*SHORT TASK*.
Return all of the entries exactly as written.

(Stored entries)
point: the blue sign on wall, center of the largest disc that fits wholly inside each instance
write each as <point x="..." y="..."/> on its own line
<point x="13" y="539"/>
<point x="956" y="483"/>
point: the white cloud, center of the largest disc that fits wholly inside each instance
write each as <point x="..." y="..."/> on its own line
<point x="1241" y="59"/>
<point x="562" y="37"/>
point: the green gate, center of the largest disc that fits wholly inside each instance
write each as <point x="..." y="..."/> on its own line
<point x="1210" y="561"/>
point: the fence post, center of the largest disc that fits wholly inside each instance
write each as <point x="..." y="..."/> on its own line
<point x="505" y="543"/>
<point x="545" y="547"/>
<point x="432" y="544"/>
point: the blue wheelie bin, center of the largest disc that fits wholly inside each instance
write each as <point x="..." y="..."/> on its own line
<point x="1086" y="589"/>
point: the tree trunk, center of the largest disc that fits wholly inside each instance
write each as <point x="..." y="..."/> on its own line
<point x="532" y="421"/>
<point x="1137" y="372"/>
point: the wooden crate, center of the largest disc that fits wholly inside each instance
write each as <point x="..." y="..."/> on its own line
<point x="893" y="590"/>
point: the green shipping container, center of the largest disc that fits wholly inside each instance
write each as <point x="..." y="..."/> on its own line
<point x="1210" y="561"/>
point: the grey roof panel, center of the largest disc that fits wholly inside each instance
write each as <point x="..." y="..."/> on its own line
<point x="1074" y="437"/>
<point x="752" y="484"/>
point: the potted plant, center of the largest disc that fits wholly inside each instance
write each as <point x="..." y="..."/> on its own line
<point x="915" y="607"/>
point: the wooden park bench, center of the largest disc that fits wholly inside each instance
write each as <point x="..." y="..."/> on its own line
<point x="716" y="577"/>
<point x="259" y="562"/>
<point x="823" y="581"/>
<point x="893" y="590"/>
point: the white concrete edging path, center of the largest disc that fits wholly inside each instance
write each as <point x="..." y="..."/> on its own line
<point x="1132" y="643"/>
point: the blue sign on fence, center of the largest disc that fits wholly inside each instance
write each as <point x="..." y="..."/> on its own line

*OUTPUT FOR THIS TASK*.
point: the blue sign on wall, center of the largest disc that fits wholly inside each instance
write each as <point x="..." y="..."/> on its own line
<point x="13" y="539"/>
<point x="956" y="483"/>
point: the white cloud, center of the largest disc that fits wholly inside each instance
write each as <point x="..." y="..."/> on its own line
<point x="1241" y="59"/>
<point x="562" y="37"/>
point: the green gate, center of the largest disc that fits wholly inside each instance
write each as <point x="..." y="..."/> on its own line
<point x="1210" y="561"/>
point: the fence post, center of the largest disc that fits wholly inside each instance
write each as <point x="..." y="..."/> on its own line
<point x="505" y="543"/>
<point x="545" y="547"/>
<point x="432" y="544"/>
point: the blue wheelie bin, center of the largest disc that fits wholly inside each instance
write each as <point x="..." y="..."/> on its own line
<point x="1086" y="589"/>
point: the tree trunk, center of the largest disc that fits wholly inside each instance
write each as <point x="..." y="..."/> on its own line
<point x="532" y="421"/>
<point x="1137" y="372"/>
point: the wooden crate, center of the largest disc that fits wholly inside each instance
write each as <point x="..." y="..."/> on its own line
<point x="893" y="590"/>
point: the green shipping container, center of the largest disc that fits wholly inside each instance
write each as <point x="..." y="..."/> on its own line
<point x="1210" y="561"/>
point: the grey roof panel, center of the largest disc that fits wholly inside each instance
write each as <point x="..." y="..."/> on its own line
<point x="1074" y="437"/>
<point x="752" y="484"/>
point: the potted plant, center of the largest disc that fits wholly inside each instance
write each as <point x="..." y="..."/> on its own line
<point x="915" y="607"/>
point: the wooden park bench, center of the largest disc that fits wholly inside each instance
write each as <point x="..." y="..."/> on its own line
<point x="716" y="577"/>
<point x="259" y="562"/>
<point x="823" y="581"/>
<point x="893" y="590"/>
point: the white concrete edging path, center of the largest disc that fits wholly inside each instance
write each as <point x="..." y="..."/> on its own line
<point x="1132" y="643"/>
point: the blue sign on fence, center of the largest disc that fits wholly inside each instance
write each as <point x="..." y="..."/> on its own line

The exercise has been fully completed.